### 課題
以下の項目から、文字列「large」を含む行をすべて特定し、各行を書き写すこと。

### 入力データ
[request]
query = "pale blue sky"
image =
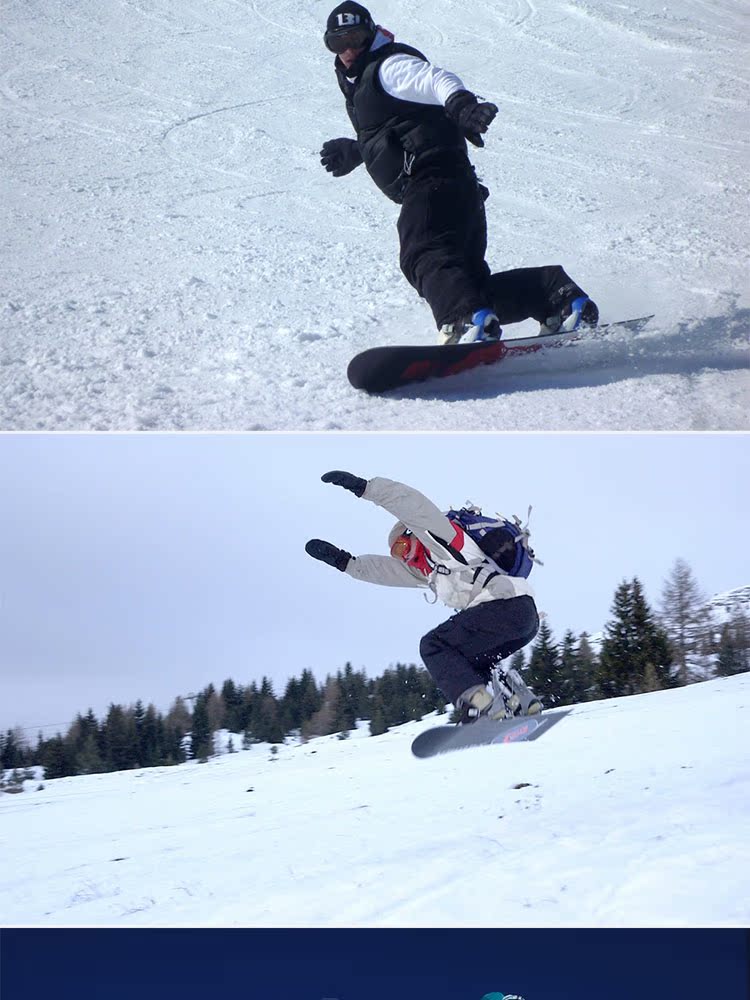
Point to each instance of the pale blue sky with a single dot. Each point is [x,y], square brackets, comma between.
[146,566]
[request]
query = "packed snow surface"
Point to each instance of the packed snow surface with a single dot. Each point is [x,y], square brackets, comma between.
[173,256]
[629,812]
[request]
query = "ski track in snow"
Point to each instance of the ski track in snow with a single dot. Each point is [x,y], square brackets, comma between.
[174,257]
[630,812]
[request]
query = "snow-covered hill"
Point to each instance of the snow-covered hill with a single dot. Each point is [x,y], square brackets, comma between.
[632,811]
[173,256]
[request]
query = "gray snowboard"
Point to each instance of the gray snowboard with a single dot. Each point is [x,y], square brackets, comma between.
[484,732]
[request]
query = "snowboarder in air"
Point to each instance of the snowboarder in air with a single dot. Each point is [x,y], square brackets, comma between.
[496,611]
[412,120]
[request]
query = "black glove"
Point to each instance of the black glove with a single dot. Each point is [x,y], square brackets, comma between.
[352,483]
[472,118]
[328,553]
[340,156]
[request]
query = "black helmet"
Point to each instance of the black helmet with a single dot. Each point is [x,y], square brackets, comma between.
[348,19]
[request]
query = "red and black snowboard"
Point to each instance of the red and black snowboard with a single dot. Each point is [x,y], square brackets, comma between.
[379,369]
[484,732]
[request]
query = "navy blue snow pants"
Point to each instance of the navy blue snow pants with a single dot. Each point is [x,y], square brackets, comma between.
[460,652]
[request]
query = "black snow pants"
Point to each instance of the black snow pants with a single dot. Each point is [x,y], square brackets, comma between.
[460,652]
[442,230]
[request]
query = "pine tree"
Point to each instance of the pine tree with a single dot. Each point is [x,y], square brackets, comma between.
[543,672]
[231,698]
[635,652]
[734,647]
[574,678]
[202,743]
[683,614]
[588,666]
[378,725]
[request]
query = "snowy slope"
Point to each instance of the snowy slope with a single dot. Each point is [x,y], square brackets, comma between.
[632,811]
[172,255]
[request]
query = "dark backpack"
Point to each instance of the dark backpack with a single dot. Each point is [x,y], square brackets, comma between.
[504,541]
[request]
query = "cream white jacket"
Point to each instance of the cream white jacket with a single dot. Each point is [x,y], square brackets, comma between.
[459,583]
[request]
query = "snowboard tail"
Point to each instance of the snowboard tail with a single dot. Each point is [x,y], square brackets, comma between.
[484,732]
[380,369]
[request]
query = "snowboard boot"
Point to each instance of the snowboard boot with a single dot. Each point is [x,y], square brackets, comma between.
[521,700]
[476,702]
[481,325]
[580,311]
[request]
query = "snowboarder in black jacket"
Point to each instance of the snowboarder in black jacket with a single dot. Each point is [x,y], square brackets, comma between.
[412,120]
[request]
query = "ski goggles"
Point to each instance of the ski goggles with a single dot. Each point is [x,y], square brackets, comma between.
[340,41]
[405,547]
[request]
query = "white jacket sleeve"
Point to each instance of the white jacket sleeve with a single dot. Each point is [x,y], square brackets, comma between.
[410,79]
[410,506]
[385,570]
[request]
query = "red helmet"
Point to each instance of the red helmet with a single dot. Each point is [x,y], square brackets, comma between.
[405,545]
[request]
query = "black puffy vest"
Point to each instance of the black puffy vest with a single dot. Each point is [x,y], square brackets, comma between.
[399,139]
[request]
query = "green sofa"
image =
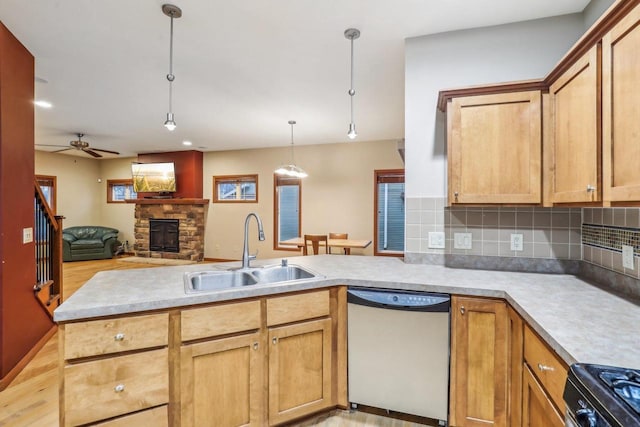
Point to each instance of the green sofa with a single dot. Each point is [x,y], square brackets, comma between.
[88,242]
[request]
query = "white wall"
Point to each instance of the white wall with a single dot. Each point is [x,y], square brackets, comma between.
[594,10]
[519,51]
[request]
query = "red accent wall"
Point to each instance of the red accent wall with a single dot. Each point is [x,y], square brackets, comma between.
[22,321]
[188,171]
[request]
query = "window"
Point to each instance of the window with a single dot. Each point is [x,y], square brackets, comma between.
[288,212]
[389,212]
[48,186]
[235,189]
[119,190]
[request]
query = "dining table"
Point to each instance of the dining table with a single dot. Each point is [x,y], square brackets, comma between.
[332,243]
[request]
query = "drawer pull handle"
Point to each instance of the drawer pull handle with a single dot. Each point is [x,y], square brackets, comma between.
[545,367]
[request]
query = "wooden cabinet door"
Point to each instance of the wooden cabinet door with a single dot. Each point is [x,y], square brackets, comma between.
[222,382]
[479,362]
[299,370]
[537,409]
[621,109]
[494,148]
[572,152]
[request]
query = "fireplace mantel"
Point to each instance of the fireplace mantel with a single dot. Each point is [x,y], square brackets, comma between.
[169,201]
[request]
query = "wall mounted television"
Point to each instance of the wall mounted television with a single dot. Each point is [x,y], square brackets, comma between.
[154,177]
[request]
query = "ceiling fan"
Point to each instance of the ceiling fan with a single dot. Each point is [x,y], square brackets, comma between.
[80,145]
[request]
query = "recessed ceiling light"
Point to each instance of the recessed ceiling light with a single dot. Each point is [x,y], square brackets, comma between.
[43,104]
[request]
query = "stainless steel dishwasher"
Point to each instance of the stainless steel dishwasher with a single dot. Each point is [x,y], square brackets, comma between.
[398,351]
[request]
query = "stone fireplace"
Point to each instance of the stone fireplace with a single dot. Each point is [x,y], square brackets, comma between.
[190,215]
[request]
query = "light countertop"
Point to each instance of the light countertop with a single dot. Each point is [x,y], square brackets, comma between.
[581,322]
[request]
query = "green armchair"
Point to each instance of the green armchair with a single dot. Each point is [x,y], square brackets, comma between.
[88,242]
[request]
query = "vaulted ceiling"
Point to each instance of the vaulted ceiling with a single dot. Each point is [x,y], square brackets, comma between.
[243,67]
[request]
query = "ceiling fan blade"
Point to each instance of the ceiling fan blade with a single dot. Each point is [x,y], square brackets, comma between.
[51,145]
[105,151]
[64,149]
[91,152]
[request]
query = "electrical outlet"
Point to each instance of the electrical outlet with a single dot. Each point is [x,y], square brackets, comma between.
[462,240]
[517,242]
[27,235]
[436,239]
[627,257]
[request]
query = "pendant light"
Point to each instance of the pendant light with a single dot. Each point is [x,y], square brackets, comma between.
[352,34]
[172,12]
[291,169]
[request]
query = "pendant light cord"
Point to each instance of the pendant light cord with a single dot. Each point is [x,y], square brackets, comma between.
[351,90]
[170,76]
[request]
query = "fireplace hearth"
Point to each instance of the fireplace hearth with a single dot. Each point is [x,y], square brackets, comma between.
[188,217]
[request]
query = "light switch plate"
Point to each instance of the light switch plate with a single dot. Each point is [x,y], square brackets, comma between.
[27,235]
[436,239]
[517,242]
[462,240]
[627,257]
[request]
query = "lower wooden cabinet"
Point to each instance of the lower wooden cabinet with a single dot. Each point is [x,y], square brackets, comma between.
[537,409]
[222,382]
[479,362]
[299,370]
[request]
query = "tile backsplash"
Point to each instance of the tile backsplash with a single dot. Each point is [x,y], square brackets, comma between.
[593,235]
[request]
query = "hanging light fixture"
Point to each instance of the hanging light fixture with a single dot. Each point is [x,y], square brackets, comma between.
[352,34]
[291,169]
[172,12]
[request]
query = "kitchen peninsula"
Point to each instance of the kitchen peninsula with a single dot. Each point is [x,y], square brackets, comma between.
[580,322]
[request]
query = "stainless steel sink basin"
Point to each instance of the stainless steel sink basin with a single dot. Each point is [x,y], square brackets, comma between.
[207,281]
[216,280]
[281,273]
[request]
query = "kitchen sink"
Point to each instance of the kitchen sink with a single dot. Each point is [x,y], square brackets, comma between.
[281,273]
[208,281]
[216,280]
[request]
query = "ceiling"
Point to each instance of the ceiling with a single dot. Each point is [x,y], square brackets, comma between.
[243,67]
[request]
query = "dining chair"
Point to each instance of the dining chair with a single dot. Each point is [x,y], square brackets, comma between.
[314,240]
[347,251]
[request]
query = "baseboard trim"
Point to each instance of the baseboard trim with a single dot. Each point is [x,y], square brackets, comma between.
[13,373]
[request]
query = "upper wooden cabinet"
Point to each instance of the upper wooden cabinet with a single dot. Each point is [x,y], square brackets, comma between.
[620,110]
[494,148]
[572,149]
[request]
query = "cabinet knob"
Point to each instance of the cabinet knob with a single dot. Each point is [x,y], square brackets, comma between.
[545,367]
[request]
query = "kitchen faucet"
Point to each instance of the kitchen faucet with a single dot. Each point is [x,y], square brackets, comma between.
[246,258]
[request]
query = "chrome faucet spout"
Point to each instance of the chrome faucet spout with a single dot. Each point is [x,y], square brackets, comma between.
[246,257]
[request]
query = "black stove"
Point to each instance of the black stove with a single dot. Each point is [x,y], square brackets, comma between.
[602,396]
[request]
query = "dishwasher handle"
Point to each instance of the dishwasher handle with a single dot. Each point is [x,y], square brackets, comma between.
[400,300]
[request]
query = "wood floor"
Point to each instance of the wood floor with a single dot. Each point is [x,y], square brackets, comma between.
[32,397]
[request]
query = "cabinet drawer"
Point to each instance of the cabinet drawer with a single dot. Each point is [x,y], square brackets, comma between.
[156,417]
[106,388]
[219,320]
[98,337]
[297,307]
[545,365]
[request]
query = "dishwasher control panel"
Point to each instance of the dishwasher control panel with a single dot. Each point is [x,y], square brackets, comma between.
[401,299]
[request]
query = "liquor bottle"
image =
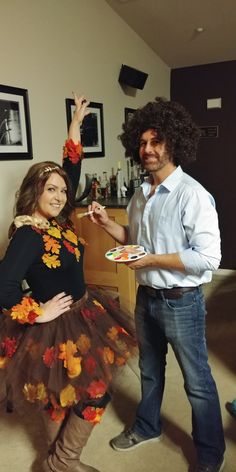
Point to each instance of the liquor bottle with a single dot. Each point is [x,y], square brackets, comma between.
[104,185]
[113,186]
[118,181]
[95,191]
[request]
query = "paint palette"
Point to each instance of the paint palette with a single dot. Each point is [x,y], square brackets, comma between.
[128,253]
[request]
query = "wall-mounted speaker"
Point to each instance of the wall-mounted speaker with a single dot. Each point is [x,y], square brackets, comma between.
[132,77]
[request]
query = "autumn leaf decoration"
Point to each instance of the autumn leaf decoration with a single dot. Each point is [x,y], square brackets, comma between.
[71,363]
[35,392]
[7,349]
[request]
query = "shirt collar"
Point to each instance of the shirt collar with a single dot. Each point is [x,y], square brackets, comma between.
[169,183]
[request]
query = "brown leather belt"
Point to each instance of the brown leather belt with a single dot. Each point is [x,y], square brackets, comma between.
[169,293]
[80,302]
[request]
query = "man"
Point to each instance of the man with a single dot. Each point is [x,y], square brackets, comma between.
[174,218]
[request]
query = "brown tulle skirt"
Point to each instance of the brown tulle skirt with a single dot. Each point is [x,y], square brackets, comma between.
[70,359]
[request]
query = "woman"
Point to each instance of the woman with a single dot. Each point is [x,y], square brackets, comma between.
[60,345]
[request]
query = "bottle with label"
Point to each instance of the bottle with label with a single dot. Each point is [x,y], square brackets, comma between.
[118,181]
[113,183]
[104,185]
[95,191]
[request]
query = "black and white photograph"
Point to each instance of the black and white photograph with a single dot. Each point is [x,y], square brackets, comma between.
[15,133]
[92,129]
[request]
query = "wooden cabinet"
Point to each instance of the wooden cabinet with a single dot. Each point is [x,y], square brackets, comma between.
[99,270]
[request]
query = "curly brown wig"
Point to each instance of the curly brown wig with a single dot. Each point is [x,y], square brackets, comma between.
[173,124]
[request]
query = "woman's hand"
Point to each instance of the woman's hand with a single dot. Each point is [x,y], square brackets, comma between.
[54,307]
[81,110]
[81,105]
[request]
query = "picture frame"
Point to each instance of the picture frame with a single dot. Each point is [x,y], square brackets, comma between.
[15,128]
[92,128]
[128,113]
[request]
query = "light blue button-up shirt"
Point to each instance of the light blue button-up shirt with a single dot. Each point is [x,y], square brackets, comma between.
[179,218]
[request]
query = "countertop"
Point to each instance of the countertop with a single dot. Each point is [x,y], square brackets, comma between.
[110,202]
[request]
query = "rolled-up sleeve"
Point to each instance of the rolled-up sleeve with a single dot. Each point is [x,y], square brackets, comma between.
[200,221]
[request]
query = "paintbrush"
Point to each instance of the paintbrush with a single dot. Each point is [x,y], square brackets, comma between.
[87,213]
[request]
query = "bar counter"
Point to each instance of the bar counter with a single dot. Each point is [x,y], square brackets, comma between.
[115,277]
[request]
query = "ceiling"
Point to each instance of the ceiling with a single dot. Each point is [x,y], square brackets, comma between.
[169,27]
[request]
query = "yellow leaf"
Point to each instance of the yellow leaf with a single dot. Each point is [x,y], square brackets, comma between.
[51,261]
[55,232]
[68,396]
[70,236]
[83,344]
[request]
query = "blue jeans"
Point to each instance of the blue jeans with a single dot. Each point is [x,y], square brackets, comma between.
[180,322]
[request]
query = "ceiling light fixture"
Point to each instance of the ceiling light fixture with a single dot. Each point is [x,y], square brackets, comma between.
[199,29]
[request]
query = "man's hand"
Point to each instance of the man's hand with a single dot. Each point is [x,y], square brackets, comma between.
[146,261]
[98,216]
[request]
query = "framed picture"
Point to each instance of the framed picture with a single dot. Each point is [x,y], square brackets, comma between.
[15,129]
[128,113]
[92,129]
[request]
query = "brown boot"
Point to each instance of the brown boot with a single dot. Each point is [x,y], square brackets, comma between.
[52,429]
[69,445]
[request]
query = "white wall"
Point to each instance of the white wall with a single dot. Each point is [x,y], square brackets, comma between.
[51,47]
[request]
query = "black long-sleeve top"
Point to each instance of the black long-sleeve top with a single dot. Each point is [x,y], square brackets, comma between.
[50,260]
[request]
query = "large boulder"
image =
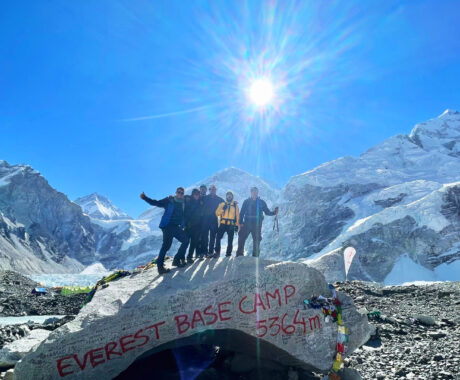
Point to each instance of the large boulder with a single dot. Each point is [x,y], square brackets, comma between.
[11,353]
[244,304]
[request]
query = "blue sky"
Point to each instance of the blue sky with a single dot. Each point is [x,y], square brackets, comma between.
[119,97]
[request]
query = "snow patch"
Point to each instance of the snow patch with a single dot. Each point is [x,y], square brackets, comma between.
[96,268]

### 実行結果
query = "large boulder"
Point to each instance of the large boulder with a single dot. Each point is [x,y], square brackets, comma between.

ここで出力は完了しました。